start DATA ENTRIES
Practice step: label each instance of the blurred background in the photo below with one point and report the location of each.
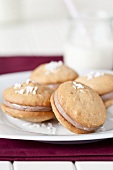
(40, 27)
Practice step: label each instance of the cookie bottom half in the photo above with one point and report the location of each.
(28, 116)
(108, 103)
(64, 122)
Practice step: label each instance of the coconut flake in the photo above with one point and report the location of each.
(92, 75)
(77, 85)
(17, 85)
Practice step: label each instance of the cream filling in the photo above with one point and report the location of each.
(108, 96)
(28, 108)
(68, 118)
(53, 86)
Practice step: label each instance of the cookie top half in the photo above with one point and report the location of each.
(28, 93)
(81, 103)
(52, 73)
(102, 83)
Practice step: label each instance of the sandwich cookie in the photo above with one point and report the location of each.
(102, 83)
(78, 108)
(28, 101)
(53, 74)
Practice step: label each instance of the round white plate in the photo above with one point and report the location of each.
(50, 131)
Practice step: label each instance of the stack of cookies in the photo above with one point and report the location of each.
(56, 91)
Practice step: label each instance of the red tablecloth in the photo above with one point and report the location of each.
(32, 150)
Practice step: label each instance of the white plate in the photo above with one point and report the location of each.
(51, 131)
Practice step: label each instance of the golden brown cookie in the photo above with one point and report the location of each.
(78, 108)
(53, 74)
(29, 101)
(102, 83)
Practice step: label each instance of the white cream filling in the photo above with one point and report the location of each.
(68, 118)
(28, 108)
(108, 96)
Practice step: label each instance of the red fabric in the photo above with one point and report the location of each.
(12, 150)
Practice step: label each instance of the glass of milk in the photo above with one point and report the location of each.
(89, 44)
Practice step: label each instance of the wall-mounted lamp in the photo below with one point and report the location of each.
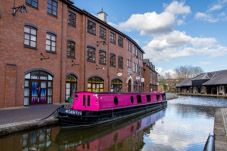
(22, 9)
(74, 64)
(97, 67)
(99, 42)
(43, 57)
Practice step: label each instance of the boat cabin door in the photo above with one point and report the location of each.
(86, 101)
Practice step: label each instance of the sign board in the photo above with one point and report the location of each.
(119, 74)
(142, 79)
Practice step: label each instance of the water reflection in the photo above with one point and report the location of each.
(184, 125)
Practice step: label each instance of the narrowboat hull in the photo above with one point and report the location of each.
(81, 118)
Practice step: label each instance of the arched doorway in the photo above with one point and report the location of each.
(38, 88)
(129, 85)
(116, 85)
(95, 84)
(71, 87)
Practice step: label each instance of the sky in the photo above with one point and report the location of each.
(172, 33)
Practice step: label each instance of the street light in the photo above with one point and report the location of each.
(22, 9)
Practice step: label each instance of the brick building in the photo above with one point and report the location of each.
(150, 76)
(56, 49)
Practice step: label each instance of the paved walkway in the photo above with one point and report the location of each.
(21, 114)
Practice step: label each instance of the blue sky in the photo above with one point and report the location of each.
(172, 33)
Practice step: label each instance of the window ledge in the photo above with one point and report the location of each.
(29, 47)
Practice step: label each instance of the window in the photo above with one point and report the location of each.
(133, 50)
(95, 84)
(52, 7)
(116, 85)
(38, 88)
(90, 54)
(70, 88)
(102, 32)
(71, 49)
(91, 27)
(33, 3)
(120, 41)
(139, 100)
(148, 98)
(72, 19)
(112, 37)
(30, 35)
(102, 57)
(120, 62)
(112, 60)
(51, 43)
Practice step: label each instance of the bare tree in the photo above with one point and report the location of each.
(185, 72)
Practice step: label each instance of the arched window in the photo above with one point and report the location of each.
(95, 84)
(38, 88)
(116, 85)
(71, 87)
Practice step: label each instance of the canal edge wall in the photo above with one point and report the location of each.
(7, 129)
(220, 130)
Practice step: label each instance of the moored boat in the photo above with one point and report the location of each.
(90, 108)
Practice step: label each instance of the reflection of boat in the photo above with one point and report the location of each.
(107, 135)
(98, 108)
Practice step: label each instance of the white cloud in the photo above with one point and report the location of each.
(149, 23)
(205, 63)
(213, 13)
(177, 8)
(215, 7)
(206, 17)
(163, 72)
(167, 43)
(180, 22)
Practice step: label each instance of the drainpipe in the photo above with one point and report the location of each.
(85, 50)
(61, 64)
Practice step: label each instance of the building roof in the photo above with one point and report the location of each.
(208, 78)
(186, 82)
(82, 11)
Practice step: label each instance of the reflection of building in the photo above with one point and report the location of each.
(56, 49)
(214, 83)
(119, 135)
(171, 85)
(150, 76)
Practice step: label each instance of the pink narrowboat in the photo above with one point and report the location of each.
(90, 108)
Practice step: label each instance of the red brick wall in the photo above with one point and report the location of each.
(12, 51)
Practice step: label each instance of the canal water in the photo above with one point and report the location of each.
(183, 125)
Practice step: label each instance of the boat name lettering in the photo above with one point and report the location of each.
(73, 112)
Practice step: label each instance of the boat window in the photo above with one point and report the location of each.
(158, 97)
(132, 99)
(164, 96)
(88, 100)
(115, 100)
(148, 98)
(84, 99)
(139, 99)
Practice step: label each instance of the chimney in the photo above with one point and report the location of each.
(102, 15)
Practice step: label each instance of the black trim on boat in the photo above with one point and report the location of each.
(77, 118)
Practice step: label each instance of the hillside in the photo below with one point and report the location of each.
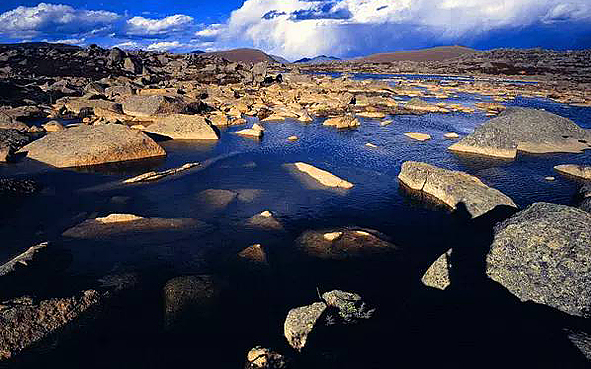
(242, 55)
(431, 54)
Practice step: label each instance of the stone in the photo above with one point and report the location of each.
(526, 130)
(437, 276)
(323, 177)
(91, 145)
(119, 224)
(453, 187)
(418, 136)
(343, 244)
(542, 254)
(148, 106)
(264, 358)
(25, 322)
(183, 127)
(580, 171)
(191, 299)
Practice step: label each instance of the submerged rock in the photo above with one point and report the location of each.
(453, 187)
(542, 254)
(574, 170)
(91, 145)
(527, 130)
(183, 127)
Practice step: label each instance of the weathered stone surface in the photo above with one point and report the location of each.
(117, 224)
(183, 127)
(437, 276)
(542, 254)
(527, 130)
(343, 244)
(24, 322)
(323, 177)
(453, 187)
(580, 171)
(147, 106)
(190, 299)
(90, 145)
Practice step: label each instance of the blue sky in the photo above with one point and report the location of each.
(299, 28)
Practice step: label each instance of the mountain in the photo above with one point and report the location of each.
(242, 55)
(431, 54)
(317, 59)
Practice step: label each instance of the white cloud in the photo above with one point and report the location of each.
(141, 26)
(51, 19)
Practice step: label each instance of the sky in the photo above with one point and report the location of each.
(301, 28)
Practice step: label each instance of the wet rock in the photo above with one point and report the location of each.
(90, 145)
(343, 244)
(542, 255)
(321, 176)
(574, 170)
(453, 187)
(118, 224)
(183, 127)
(527, 130)
(190, 300)
(25, 322)
(264, 358)
(437, 276)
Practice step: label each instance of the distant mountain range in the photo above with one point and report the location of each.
(317, 59)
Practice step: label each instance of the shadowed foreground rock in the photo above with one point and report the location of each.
(527, 130)
(453, 187)
(91, 145)
(543, 254)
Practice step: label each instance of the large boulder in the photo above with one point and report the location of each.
(527, 130)
(543, 254)
(183, 127)
(91, 145)
(453, 187)
(147, 106)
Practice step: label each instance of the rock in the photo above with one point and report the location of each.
(418, 136)
(90, 145)
(148, 106)
(53, 126)
(527, 130)
(183, 127)
(215, 199)
(346, 121)
(191, 299)
(343, 244)
(542, 254)
(437, 276)
(574, 170)
(25, 322)
(323, 177)
(118, 224)
(265, 220)
(300, 322)
(453, 187)
(264, 358)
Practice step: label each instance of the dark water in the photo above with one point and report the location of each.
(242, 165)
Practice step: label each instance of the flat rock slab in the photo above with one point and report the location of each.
(183, 127)
(91, 145)
(526, 130)
(543, 254)
(574, 170)
(118, 224)
(323, 177)
(453, 187)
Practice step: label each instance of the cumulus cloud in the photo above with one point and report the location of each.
(353, 27)
(54, 20)
(140, 26)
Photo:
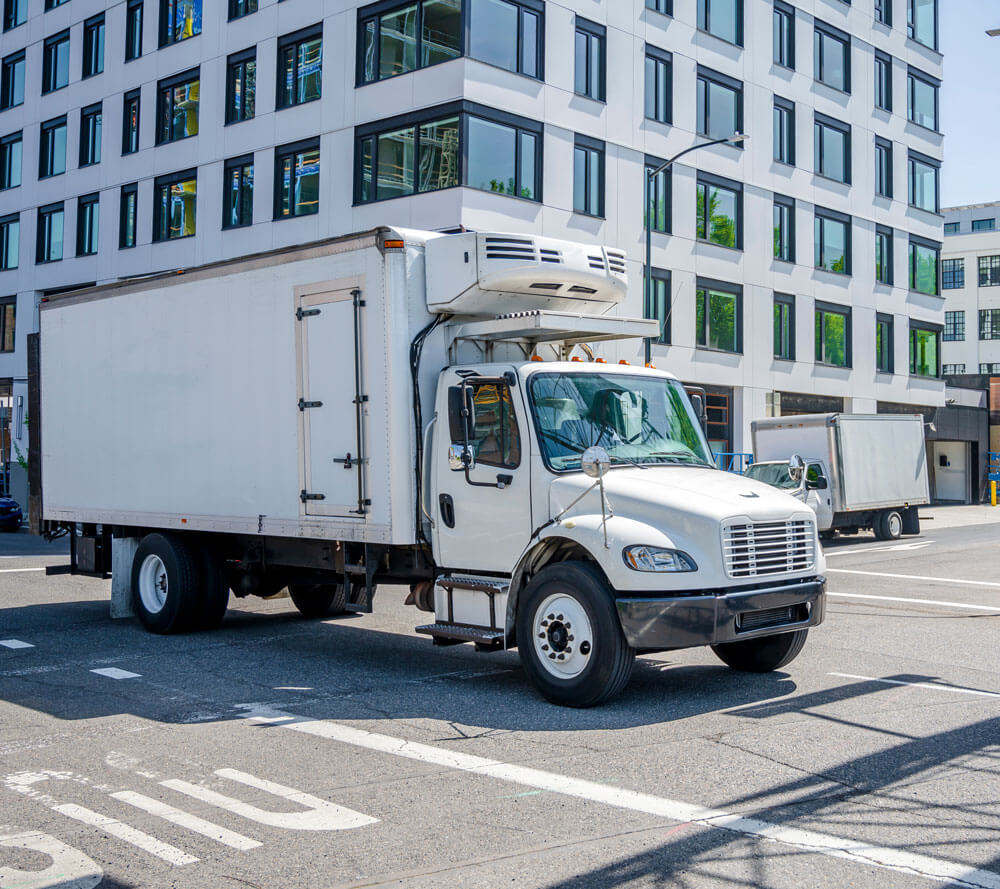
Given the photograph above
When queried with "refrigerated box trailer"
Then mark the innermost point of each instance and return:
(409, 407)
(861, 470)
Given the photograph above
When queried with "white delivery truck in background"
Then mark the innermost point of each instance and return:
(408, 407)
(861, 470)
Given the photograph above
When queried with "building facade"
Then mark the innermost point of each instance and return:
(798, 271)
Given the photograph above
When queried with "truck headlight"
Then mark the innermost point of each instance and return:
(654, 558)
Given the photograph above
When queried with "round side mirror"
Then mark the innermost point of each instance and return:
(595, 462)
(796, 467)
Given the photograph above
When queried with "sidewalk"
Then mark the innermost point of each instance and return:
(959, 516)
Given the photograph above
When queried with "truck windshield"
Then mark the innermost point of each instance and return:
(638, 419)
(775, 474)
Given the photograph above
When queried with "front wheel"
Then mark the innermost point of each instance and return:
(764, 654)
(569, 637)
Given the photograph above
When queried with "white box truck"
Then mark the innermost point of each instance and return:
(406, 407)
(861, 470)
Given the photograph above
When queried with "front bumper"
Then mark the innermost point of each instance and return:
(727, 616)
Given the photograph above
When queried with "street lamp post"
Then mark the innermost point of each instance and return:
(735, 139)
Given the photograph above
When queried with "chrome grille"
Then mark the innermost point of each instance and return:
(755, 548)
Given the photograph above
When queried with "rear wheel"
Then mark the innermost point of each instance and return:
(318, 599)
(166, 584)
(569, 637)
(764, 654)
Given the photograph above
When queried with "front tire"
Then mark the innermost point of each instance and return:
(764, 654)
(569, 637)
(166, 584)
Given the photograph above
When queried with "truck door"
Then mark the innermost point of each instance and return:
(331, 404)
(482, 513)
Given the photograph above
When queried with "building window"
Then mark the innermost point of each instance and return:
(11, 152)
(177, 101)
(128, 212)
(48, 243)
(883, 254)
(658, 303)
(52, 148)
(784, 326)
(883, 81)
(660, 196)
(591, 61)
(719, 211)
(508, 34)
(15, 12)
(720, 104)
(784, 131)
(719, 315)
(784, 35)
(925, 350)
(237, 192)
(12, 81)
(723, 18)
(954, 326)
(10, 242)
(989, 271)
(88, 213)
(175, 201)
(300, 67)
(883, 167)
(179, 20)
(923, 178)
(588, 176)
(93, 46)
(240, 8)
(832, 148)
(784, 228)
(989, 324)
(952, 274)
(922, 21)
(832, 237)
(130, 123)
(659, 85)
(922, 99)
(924, 261)
(133, 30)
(884, 345)
(241, 86)
(410, 36)
(296, 179)
(90, 135)
(55, 62)
(833, 335)
(832, 57)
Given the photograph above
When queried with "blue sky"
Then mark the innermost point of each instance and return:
(970, 102)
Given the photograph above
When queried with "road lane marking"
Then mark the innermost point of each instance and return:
(115, 673)
(319, 814)
(915, 577)
(930, 685)
(187, 820)
(130, 835)
(70, 869)
(964, 606)
(836, 847)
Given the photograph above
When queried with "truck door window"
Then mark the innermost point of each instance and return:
(496, 437)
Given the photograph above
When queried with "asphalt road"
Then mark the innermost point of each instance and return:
(278, 752)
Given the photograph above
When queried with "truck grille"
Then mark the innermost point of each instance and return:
(755, 548)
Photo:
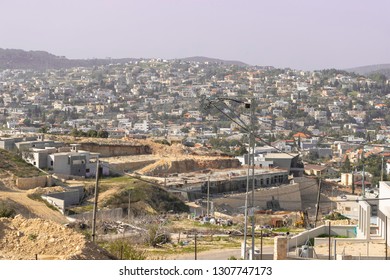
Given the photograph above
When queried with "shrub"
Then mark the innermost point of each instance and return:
(124, 249)
(6, 211)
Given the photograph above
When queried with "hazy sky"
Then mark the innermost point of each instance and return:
(301, 34)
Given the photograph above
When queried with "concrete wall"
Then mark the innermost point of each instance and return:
(288, 196)
(33, 182)
(60, 163)
(363, 230)
(280, 248)
(131, 166)
(106, 150)
(64, 199)
(302, 238)
(57, 202)
(384, 210)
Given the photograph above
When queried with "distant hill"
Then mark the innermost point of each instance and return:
(41, 60)
(371, 69)
(203, 59)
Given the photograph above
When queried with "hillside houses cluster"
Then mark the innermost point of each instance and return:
(335, 111)
(54, 157)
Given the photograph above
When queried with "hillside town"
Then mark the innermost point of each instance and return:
(207, 133)
(326, 115)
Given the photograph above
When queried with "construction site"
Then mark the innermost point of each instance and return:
(173, 191)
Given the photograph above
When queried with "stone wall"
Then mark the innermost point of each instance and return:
(188, 165)
(109, 150)
(289, 198)
(34, 182)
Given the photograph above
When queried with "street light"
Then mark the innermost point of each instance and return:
(251, 145)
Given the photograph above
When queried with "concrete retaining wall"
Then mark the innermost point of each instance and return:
(106, 150)
(34, 182)
(288, 196)
(302, 238)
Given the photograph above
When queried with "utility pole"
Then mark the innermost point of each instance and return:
(253, 176)
(128, 209)
(329, 242)
(318, 202)
(386, 237)
(247, 105)
(363, 186)
(208, 197)
(95, 201)
(196, 249)
(382, 169)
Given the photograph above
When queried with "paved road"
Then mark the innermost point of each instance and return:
(220, 254)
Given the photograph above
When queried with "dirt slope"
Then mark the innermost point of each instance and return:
(24, 239)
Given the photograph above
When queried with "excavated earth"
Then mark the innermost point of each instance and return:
(29, 239)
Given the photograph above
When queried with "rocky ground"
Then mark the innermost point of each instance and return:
(28, 239)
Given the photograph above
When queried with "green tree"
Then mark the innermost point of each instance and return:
(125, 250)
(102, 134)
(347, 166)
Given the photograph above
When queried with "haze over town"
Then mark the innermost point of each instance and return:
(303, 34)
(151, 130)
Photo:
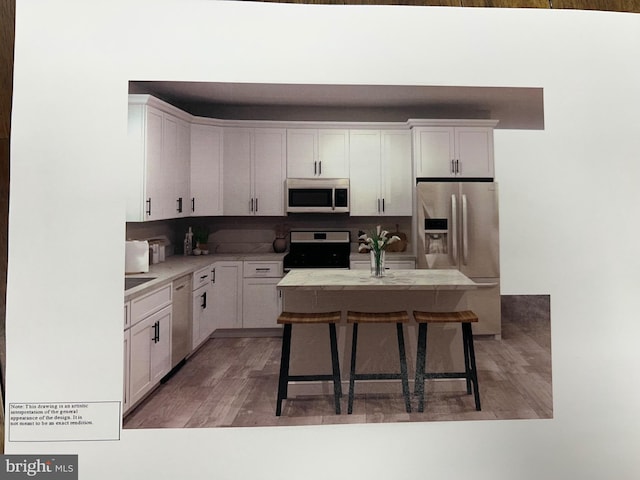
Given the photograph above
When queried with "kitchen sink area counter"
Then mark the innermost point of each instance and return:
(178, 265)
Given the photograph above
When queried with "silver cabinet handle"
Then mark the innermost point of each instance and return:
(465, 230)
(454, 228)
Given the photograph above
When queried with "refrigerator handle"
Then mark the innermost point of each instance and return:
(465, 230)
(454, 228)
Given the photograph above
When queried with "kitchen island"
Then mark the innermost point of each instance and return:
(323, 290)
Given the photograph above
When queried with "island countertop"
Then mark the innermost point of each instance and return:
(336, 279)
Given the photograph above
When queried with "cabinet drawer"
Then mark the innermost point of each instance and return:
(262, 269)
(202, 277)
(149, 303)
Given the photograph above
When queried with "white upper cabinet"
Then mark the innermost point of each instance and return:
(454, 149)
(206, 170)
(317, 153)
(254, 169)
(157, 175)
(380, 166)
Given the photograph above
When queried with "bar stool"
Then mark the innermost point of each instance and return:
(465, 319)
(399, 318)
(288, 319)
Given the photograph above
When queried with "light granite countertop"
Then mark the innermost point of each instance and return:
(176, 266)
(315, 279)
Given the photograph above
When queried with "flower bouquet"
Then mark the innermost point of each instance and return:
(376, 242)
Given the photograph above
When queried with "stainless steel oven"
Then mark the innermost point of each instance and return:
(318, 249)
(307, 195)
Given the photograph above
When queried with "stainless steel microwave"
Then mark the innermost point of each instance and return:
(320, 195)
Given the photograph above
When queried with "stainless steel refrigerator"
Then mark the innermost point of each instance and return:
(457, 227)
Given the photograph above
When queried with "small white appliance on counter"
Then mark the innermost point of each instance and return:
(136, 258)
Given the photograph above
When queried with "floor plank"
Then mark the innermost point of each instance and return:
(233, 382)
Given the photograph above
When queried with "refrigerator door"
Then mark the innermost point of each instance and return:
(479, 228)
(438, 216)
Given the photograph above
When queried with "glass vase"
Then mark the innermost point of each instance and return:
(377, 263)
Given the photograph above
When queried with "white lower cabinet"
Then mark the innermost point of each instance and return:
(127, 356)
(262, 303)
(203, 308)
(150, 353)
(227, 294)
(147, 343)
(261, 300)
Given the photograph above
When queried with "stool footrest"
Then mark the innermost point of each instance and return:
(470, 374)
(288, 319)
(309, 378)
(446, 375)
(377, 376)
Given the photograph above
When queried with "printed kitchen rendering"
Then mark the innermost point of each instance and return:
(308, 255)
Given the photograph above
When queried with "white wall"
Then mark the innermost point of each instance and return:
(568, 221)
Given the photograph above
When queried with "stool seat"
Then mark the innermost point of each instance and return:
(377, 317)
(465, 318)
(399, 318)
(445, 317)
(319, 317)
(288, 319)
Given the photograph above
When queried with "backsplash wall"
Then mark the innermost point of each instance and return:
(256, 234)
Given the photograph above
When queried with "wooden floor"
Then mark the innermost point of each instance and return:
(233, 382)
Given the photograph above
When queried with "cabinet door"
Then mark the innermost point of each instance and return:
end DATA ENTRIES
- **STATED GOAL**: Count how many lines of the rows above contain the string "canal", treating uppercase and lowercase as different, and give only that number.

- **EXERCISE SOLUTION**: 2